Set problem:
Retype each record below word for word. Leave the pictures out.

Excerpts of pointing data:
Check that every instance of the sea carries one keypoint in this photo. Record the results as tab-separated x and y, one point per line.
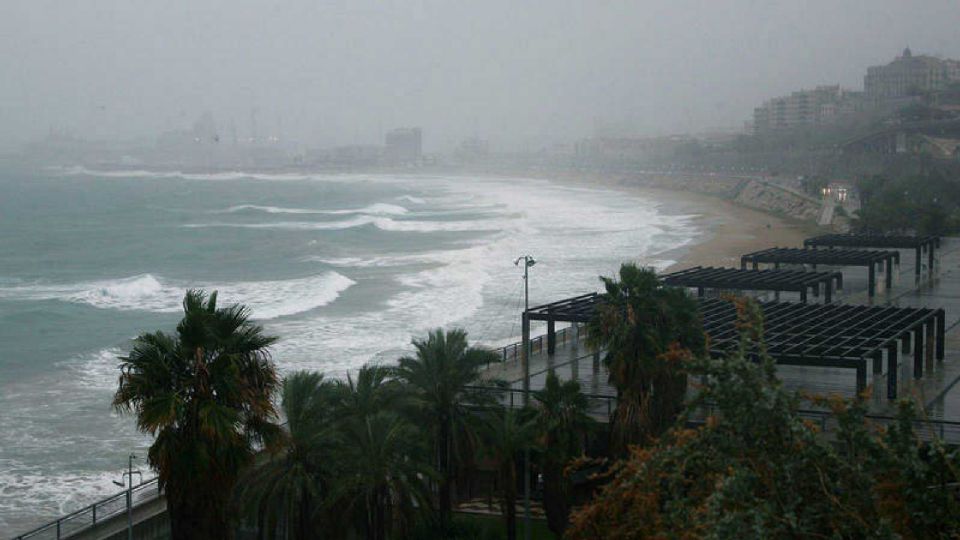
345	268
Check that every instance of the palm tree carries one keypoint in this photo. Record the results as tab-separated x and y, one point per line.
205	394
648	330
372	391
382	482
287	482
563	425
506	434
439	379
382	476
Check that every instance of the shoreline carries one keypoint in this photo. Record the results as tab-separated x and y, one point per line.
727	229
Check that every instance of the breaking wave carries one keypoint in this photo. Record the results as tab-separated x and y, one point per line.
378	209
382	223
267	299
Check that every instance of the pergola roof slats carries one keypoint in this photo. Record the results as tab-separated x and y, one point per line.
830	335
839	257
735	278
872	240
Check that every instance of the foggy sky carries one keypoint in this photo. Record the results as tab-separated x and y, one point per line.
519	73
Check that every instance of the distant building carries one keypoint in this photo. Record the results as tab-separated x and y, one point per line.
821	105
404	145
910	75
473	149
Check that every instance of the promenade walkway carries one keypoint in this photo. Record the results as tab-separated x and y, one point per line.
938	390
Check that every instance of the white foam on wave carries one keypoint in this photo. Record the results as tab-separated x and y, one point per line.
411	199
377	209
267	299
383	261
382	223
45	495
576	235
230	175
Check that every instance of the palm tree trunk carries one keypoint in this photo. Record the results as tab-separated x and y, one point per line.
446	503
555	497
510	501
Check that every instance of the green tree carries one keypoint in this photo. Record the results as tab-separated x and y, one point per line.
286	484
757	469
205	394
438	378
563	425
506	433
382	477
647	330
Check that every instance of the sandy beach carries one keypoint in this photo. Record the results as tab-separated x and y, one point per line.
730	230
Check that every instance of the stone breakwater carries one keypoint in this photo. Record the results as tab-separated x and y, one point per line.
754	193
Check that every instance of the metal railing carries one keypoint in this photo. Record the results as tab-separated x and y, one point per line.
926	429
538	344
97	512
599	406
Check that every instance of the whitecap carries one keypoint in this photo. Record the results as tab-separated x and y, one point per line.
377	209
266	299
382	223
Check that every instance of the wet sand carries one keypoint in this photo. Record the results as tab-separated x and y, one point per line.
728	230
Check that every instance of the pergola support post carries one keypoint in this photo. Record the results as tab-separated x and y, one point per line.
918	263
861	378
551	336
941	333
892	369
889	276
918	352
525	353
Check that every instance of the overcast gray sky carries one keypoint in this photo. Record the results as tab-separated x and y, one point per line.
519	73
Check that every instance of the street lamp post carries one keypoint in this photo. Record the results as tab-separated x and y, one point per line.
528	261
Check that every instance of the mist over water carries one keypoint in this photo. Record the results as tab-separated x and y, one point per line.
344	268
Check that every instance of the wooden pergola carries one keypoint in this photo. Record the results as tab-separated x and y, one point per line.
919	244
836	257
820	335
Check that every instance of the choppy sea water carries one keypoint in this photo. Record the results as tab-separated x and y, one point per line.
344	268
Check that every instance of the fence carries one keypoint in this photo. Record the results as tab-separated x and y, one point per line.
97	512
599	406
512	352
926	430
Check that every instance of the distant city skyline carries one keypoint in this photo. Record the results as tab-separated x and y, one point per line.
339	73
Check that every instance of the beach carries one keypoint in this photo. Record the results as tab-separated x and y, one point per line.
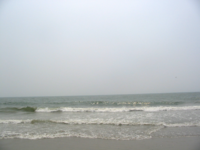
178	143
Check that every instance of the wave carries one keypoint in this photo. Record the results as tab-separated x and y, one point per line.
15	109
122	109
99	109
99	122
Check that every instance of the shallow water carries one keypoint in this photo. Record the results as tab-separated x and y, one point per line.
120	117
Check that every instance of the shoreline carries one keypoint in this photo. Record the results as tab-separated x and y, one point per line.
73	143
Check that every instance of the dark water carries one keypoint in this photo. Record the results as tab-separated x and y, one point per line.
120	117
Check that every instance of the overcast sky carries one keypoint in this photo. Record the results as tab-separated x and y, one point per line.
95	47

Output for this exercise:
Check that every instance of the sea carries one keypoint in this photo. Record the results as tab-separated x and y, one point per line.
345	268
Check that every instance of the palm tree carries one keypoint in this photo. Record the results as tab-separated x and y, one point per line.
205	394
648	330
372	391
382	482
287	482
563	425
506	434
439	379
382	476
Check that every instance of the shoreline carries one keypoint in this photo. Record the results as tab-separated x and y, one point per line.
727	229
Check that every instance of the breaking wave carries one keypoint in this photo. Record the results as tab-separated x and y, one point per line.
378	209
382	223
267	299
Check that every instance of the pergola roof slats carries one keypoint in this photo. Record the results as tab-separated x and y, one point per line.
830	335
839	257
735	278
872	240
Check that every instance of the foggy sky carries one keypoint in this photo. Record the results as tab-separated x and y, one point per line.
519	73
Check that every instance of the distant building carries one keypoint in this photo. Record the results as tab-separated x and y, one point per line.
821	105
404	145
910	75
473	149
Check that every instance of the promenade walkway carries one keypoint in this photo. Record the results as tab-separated x and y, one point per line.
938	390
Check that every instance of the white foam on wave carries one keypoint in this photo. Record the results as tab-separated x and y, one point per line.
411	199
377	209
267	299
383	261
382	223
45	495
576	235
230	175
Check that every instance of the palm tree trunk carries one keypoint in this photo. Record the results as tab-separated x and y, one point per line.
446	503
555	497
510	501
Check that every instance of the green tree carries one keypoint in this photo. Record the results as tab-separated x and y, one point per line.
286	484
757	469
205	394
438	378
563	425
506	433
382	477
647	330
Check that every instance of the sandy beach carries one keypoint in this photo. Record the results as tab-separated x and y, one point per line.
730	230
Check that every instance of the stone breakwater carries one keypoint in this photo. Record the results as tab-separated x and y, one point per line.
754	193
Check that every instance of the metal railing carries one keypoint in this photo. Record the results as tab-separated x and y, one point per line.
926	429
538	344
97	512
599	406
Check that every instance of the whitecap carries one keypoint in this photo. Record the results as tab-separated x and y, one point per line.
377	209
266	299
382	223
Check that every instance of the wet sand carries one keypoint in this photo. Record the results as tab-separated x and y, one point per line.
728	230
Check that every instance of the pergola support post carries one keypoint in this photo. Record the results as tab-separated x and y, one point per line.
918	263
861	378
551	336
941	333
892	369
889	276
918	352
525	353
Check that every instance of the overcast gray sky carries one keypoint in this photo. Record the results as tab-separated x and y, one point per line.
519	73
Check that every instance of the street lamp post carries one keypoint in this photo. Record the results as tab-separated x and y, one point per line.
528	261
Check that every instance of the mist over water carries one keypoint in this photo. Record the results as tab-separated x and y, one point per line.
344	268
Check that every instance of the wooden pergola carries one keypoint in this photo. Record the results as tab-separated x and y, one point per line.
919	244
836	257
820	335
Check that every instance of the choppy sea water carries one keypoint in this photo. Record the results as tab-separated x and y, one point per line.
344	268
Check that every instance of the fence carries one keypoint in this photo. Record the results as tab-separated x and y, one point per line.
97	512
599	406
512	352
926	430
Check that every instance of the distant city skyline carries one keypoint in this photo. Record the results as tab-separated x and y, one point per line.
339	73
Check that every instance of the beach carries one keypoint in this photo. Record the results as tab-separated x and y, one point per line.
178	143
Check that every instance of the wave carries one keypoint in this photo. Record the results as tab-separated x and y, one point per line.
15	109
122	109
99	109
99	122
Check that every instance of the shallow water carries one keypoint in this photo. Record the results as tab-separated x and y, one point per line.
120	117
Check that every instance of the shoreline carries one keypoint in this photo. Record the results as tab-separated x and y, one point per line.
73	143
Check that every instance of the dark water carries one keypoint in this photo. Record the results as tab-separated x and y, one point per line.
120	117
Check that every instance of the overcast sky carries one keypoint in this photo. Record the results as tab-separated x and y, one point per line.
95	47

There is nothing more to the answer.